## What to do:
Please filter the data below, copying out each line that contains the word "shirt".

(Raw records)
· · · ·
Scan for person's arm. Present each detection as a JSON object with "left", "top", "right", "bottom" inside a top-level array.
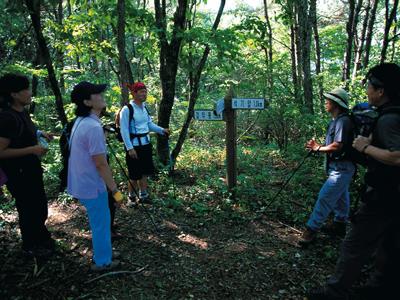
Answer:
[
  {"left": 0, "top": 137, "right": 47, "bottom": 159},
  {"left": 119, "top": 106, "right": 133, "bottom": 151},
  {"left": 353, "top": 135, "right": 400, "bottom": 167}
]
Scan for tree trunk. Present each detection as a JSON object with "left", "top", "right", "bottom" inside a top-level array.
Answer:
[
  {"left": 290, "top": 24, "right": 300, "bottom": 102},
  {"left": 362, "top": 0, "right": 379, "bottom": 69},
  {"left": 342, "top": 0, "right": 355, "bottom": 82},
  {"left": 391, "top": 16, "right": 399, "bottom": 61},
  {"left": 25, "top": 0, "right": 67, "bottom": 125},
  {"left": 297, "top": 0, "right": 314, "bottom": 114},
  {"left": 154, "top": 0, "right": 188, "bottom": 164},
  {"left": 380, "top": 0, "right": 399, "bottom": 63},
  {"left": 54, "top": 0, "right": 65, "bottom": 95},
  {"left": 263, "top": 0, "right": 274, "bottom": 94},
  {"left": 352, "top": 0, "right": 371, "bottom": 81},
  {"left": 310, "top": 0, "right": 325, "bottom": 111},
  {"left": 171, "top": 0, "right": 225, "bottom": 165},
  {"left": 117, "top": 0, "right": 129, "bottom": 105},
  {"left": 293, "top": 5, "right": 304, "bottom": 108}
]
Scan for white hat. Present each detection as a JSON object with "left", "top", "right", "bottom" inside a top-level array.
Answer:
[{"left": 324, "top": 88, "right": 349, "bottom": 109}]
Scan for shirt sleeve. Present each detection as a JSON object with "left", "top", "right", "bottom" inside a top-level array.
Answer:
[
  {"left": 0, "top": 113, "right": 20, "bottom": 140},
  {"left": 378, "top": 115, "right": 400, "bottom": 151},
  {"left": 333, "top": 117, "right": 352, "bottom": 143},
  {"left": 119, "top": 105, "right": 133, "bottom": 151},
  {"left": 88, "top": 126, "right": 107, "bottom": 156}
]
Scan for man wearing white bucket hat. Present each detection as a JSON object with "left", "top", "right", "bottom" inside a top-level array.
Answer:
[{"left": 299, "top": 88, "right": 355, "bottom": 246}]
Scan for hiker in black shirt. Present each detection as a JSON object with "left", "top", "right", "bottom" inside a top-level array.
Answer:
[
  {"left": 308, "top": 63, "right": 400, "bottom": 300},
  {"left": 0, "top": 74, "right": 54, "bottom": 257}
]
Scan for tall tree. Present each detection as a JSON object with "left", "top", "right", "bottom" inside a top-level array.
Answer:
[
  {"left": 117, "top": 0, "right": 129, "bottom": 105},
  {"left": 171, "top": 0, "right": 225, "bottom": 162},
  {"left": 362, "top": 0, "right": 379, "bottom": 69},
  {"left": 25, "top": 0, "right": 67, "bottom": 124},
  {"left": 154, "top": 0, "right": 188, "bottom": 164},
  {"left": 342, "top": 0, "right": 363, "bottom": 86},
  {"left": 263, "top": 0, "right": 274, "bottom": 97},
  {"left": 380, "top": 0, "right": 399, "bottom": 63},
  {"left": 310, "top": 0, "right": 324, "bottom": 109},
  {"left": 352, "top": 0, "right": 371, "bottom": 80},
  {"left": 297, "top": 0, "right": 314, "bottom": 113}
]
· · · ·
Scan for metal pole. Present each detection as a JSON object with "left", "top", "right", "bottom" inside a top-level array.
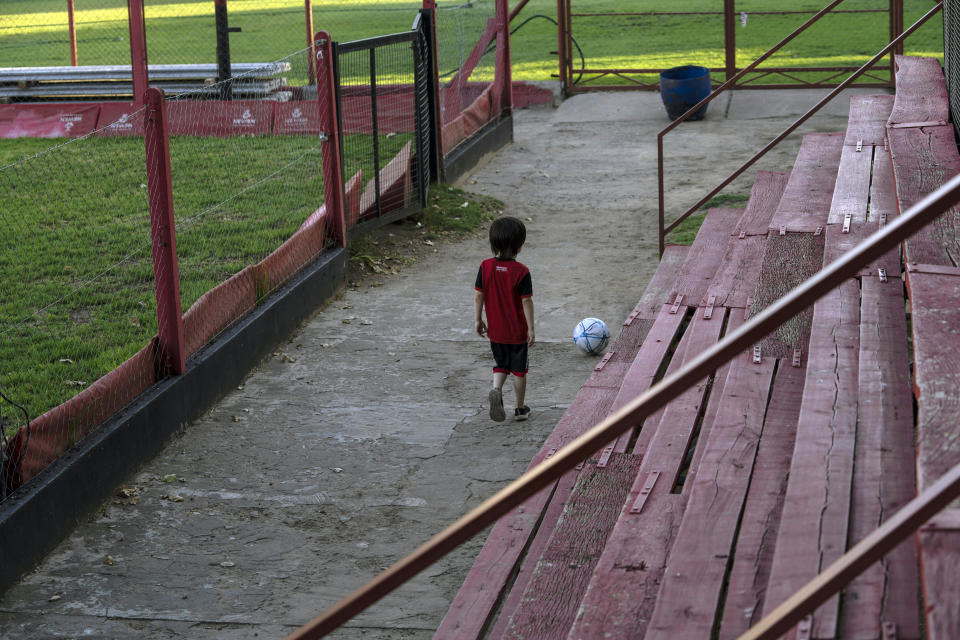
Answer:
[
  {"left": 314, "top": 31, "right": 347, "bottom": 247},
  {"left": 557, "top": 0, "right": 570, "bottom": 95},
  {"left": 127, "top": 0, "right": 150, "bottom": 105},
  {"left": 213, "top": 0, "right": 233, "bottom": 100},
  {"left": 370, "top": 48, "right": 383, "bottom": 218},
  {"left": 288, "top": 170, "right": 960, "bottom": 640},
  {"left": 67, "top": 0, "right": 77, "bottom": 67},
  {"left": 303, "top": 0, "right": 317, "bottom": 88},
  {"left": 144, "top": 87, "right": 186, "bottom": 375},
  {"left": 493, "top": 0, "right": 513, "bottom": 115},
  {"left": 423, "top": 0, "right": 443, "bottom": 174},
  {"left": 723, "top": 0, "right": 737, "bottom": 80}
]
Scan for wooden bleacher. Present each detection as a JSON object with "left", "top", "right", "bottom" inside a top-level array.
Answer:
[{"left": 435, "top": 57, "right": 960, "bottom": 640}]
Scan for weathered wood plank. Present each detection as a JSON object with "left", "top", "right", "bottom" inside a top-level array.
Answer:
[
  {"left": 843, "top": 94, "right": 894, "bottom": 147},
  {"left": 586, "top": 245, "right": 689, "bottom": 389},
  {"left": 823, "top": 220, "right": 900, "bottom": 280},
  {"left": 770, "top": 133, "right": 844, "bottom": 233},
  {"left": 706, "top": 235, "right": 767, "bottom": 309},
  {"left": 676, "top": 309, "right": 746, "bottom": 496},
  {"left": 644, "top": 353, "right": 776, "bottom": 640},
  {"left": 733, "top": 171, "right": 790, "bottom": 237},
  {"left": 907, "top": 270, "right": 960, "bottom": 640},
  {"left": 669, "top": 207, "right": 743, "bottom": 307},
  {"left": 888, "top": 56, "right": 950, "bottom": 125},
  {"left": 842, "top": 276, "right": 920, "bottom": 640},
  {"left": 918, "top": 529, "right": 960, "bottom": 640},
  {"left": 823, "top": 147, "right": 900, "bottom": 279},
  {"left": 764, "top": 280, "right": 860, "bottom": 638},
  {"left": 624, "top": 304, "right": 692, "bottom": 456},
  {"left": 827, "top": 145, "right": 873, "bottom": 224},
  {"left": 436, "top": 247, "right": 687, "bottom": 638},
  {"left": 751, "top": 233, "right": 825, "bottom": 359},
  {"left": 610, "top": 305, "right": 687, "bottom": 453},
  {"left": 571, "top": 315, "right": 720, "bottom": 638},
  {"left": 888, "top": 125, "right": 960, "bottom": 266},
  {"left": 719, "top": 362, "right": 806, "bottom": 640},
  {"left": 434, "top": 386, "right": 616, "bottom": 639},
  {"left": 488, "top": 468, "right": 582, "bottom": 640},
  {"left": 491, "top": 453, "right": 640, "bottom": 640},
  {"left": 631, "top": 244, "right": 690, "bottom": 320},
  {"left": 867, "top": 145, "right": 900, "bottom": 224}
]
· · · ·
## Reply:
Scan for shirt sleeve. Present each detection as a JSON object with "left", "top", "right", "bottom" inside a top-level array.
Scan for hiker in black shirt. Present each detection as a JSON object with "left", "top", "right", "bottom" inside a top-level array.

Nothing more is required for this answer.